[Point localization data]
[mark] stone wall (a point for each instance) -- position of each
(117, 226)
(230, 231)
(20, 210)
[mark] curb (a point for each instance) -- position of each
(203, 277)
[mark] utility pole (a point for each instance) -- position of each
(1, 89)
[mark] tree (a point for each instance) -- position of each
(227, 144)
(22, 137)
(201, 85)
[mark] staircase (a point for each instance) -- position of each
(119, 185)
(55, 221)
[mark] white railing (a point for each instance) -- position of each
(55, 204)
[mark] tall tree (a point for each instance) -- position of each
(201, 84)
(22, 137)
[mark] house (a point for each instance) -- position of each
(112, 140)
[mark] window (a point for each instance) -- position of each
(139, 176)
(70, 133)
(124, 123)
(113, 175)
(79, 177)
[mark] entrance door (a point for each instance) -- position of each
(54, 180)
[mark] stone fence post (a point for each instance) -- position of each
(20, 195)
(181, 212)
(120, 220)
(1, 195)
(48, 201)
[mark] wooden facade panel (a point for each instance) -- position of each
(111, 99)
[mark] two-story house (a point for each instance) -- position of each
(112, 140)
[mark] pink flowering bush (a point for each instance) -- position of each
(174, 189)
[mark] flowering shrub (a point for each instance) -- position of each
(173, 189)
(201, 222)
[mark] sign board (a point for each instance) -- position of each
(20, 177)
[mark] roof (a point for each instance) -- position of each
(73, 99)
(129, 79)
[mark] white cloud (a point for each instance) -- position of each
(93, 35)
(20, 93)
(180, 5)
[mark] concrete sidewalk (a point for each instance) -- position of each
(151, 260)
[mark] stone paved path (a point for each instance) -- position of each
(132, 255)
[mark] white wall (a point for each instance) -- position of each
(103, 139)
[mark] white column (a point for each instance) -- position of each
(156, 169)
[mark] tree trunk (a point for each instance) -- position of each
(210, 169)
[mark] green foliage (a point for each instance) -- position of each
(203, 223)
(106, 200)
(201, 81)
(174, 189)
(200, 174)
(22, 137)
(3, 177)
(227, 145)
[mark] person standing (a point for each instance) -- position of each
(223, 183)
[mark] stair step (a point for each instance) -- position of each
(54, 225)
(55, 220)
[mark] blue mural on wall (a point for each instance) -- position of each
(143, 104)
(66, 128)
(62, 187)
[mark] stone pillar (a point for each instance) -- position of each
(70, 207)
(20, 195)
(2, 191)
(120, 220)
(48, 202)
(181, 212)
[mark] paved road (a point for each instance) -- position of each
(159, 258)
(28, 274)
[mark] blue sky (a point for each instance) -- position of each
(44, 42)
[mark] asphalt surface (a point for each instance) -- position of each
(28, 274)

_Instructions to follow_
Output only the lines from the line that contains "[mark] sign board" through the end of the entries, both included, exactly as they appear.

_Task solution_
[mark] sign board (a point for each instance) -- position of each
(20, 177)
[mark] roof (a point for each instance) -- position of each
(73, 99)
(129, 79)
[mark] white cloud (a point for each instance) -- position of each
(93, 35)
(20, 93)
(180, 5)
[mark] concrete sidewalk (a point for each instance) -- position of each
(151, 260)
[mark] stone paved path (a point for each instance) -- position of each
(132, 255)
[mark] white wall (a point for each instance) -- position of each
(103, 139)
[mark] white column (a point for each instance) -- position of each
(156, 169)
[mark] tree trunk (a point for each instance) -- position of each
(210, 169)
[mark] green foliage (a point for each instance) -- position of each
(203, 223)
(106, 200)
(201, 81)
(174, 189)
(200, 174)
(22, 137)
(3, 177)
(227, 145)
[mark] person standing (a point for each instance) -- position of each
(223, 183)
[mark] stair step (a point for each instance) -- position of each
(54, 225)
(55, 220)
[mark] blue mural on wall (a point for each instance) -- position of each
(143, 104)
(66, 128)
(62, 187)
[mark] stone pillar (a point for each instance) -- position of each
(70, 207)
(20, 195)
(2, 191)
(120, 220)
(48, 202)
(181, 212)
[mark] paved road (a point for each instance) -- position of each
(159, 258)
(28, 274)
[mark] blue sky (a point for each instance) -- position of each
(44, 42)
[mark] asphalt surface (a point for each instance) -- position of each
(28, 274)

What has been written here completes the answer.